━━━━━ Page extract

Jonathan Slater: Yes, and if the delivery fail is so egregious that you have no excuse and it is clearly the fault of one person, then goodbye, but in my experience that is rarely the case. In my experience, the advice and the implementation involve teams of people. One of the reasons why politicians and civil servants meet each other as frequently as they do is not, “We have decided what we want. Now just get on with it.” It iterates over time, going to and fro. It involves civil servants, local government officials, the private sector. It is complicated.
Accountability, in my view, is much more about openness, transparency and learning from what has not worked. But, certainly, if a civil servant’s advice or implementation has been so poor and it should have been easy to have got it right—they have been given the resources and the ability to do it properly, and they still messed it up—obviously they should take the consequences for it, of course.
Q134 John Stevenson: Ministerial directions are used on occasion in our system. What is your view on them? Are they of value? Do they work well, or could they be used more often?
Jonathan Slater: When the Treasury decided, 150 years ago, to give the civil service this responsibility—and the National Audit Office and the Public Accounts Committee—in terms of ministerial directions, that was a good thing to do, and I guess that is why it still remains in place today. In a democracy, it is completely reasonable for a Minister to choose an option that is poorer value for money, seen in narrow terms, than another option; that is completely legitimate. That is why politicians should make these decisions, because they are often not straightforward. But if the Minister is choosing to do something that is poor value for money, it makes sense, from the Treasury’s point of view, to know that that was despite the advice of the civil service. That is what the Treasury wanted; they wanted to make sure that permanent secretaries were at least telling the Minister what the value for money option was. That is why the ministerial direction system arises. I am arguing that if you did the same for everything else, it is completely fine for Ministers to choose one piece of evidence over another piece of evidence, but did the civil service give them it all? At the moment, that question is not asked. You have to wait for 20 years to find out.
Q135 Lloyd Russell-Moyle: Ministers are largely absent in your analysis of policy functioning. Is that because you think the problem lies exclusively with the civil service, or are there issues around ministerial longevity and suchlike that also need to be addressed in this conundrum?
Jonathan Slater: Yes. As you say, I was not writing about Ministers, which is not because I think there is nothing wrong with politics. It is just I was focusing on my thing in my pamphlet, which is the civil service. The key point I was trying to make about the politics was that it is not the Ministers’ fault that the civil service operates as it does. Obviously, I could have written a different pamphlet about politics, but I do not write about politics—I have not been a politician.

━━━━━━━━━━

• _Work to complete_:
1. Rewrite everything from "Jonathan Slater: Yes." down to "been a politician." in the committee transcript, changing "pamphlet" to "report".
2. Count the lines of the entries that contain the string "clicks" and give only the number.

━━━━━ Data for this exercise

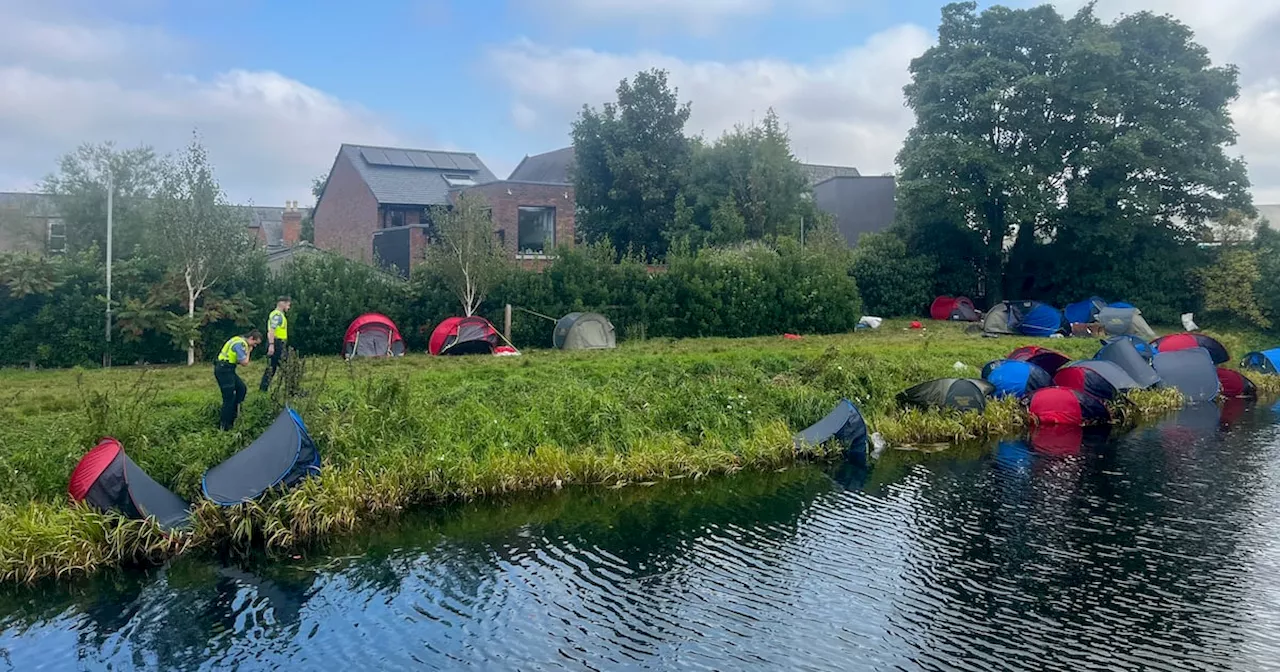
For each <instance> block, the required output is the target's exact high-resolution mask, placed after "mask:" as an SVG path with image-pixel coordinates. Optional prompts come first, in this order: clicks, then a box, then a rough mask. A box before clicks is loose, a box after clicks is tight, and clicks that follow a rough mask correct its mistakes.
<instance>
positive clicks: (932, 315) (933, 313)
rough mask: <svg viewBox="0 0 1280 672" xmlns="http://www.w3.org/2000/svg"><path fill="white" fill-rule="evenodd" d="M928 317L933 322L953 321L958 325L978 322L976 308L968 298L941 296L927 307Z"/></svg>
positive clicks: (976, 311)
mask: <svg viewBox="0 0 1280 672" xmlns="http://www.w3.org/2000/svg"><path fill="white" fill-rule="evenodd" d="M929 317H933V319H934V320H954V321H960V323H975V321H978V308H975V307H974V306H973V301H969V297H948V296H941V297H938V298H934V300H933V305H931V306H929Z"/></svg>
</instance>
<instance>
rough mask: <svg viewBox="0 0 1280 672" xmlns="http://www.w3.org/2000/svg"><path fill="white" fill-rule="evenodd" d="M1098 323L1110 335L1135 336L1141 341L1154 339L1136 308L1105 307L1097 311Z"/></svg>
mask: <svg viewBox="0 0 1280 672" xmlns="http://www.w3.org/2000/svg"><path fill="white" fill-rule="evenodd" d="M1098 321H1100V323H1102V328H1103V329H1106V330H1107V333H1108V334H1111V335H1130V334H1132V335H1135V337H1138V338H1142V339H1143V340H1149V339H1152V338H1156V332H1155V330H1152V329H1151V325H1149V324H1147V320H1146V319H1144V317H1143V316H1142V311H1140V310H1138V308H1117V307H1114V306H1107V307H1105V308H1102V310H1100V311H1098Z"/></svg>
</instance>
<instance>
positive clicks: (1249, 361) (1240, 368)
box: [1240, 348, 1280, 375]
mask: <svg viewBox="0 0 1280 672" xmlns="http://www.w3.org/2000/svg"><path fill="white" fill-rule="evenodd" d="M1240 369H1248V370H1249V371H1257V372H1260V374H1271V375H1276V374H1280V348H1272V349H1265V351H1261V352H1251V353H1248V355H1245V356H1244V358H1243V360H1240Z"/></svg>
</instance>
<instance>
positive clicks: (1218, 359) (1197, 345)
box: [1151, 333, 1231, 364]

━━━━━━━━━━

• _List of solutions_:
1.
Jonathan Slater: Yes. As you say, I was not writing about Ministers, which is not because I think there is nothing wrong with politics. It is just I was focusing on my thing in my report, which is the civil service. The key point I was trying to make about the politics was that it is not the Ministers’ fault that the civil service operates as it does. Obviously, I could have written a different report about politics, but I do not write about politics—I have not been a politician.

2. 5